> [Available data]:

--------------------

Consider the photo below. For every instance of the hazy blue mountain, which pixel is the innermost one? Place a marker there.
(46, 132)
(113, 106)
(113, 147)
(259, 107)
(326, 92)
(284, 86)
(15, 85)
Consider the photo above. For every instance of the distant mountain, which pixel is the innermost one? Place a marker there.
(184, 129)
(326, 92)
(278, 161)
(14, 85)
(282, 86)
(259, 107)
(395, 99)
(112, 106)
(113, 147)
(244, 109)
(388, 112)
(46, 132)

--------------------

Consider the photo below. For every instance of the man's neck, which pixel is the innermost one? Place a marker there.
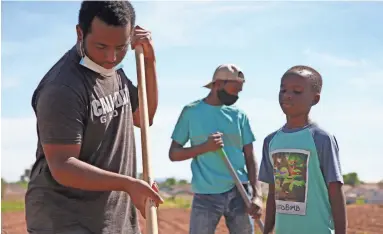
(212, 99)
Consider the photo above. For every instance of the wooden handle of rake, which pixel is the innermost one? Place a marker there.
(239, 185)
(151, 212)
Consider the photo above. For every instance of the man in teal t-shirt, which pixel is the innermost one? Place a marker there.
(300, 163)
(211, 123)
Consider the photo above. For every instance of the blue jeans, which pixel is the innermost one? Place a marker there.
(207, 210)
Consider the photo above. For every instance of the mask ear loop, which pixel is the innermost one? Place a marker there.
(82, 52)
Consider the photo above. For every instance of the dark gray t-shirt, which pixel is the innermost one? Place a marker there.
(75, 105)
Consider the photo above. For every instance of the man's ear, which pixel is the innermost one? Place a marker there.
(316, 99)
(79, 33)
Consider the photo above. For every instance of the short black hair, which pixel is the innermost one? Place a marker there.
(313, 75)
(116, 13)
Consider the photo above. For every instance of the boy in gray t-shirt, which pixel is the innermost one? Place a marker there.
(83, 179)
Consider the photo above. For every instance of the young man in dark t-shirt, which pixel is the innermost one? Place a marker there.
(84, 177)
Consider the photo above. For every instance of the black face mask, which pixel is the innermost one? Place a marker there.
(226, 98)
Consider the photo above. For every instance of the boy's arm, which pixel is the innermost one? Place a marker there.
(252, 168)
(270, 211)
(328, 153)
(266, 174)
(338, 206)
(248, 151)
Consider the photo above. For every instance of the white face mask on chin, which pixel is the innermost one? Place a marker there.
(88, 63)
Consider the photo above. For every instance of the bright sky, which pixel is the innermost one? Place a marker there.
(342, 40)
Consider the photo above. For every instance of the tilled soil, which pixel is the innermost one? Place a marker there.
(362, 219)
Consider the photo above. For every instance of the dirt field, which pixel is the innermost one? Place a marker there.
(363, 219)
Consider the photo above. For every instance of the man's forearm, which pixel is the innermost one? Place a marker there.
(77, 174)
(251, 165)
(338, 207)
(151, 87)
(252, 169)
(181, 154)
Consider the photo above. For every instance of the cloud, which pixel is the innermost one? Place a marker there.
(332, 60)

--------------------

> [Aim]: Please show, copied in full, every line of the items above that contains the string "shirt".

> [Complete response]:
Consider the photo above. For every instance of the man in teal t-shirt, which pixel is the innermost one? Place a marker there.
Consider the photo above. For every instance of the dark gray t-shirt, which pixel is the innermost one? Place a marker there.
Consider the photo above. For every instance of the boy in gray t-shirt, which pixel is the innermost one? Place a marker there.
Consider the photo above. For every instance of the young man in dark t-shirt, which pixel is the innermost one? Place a marker there.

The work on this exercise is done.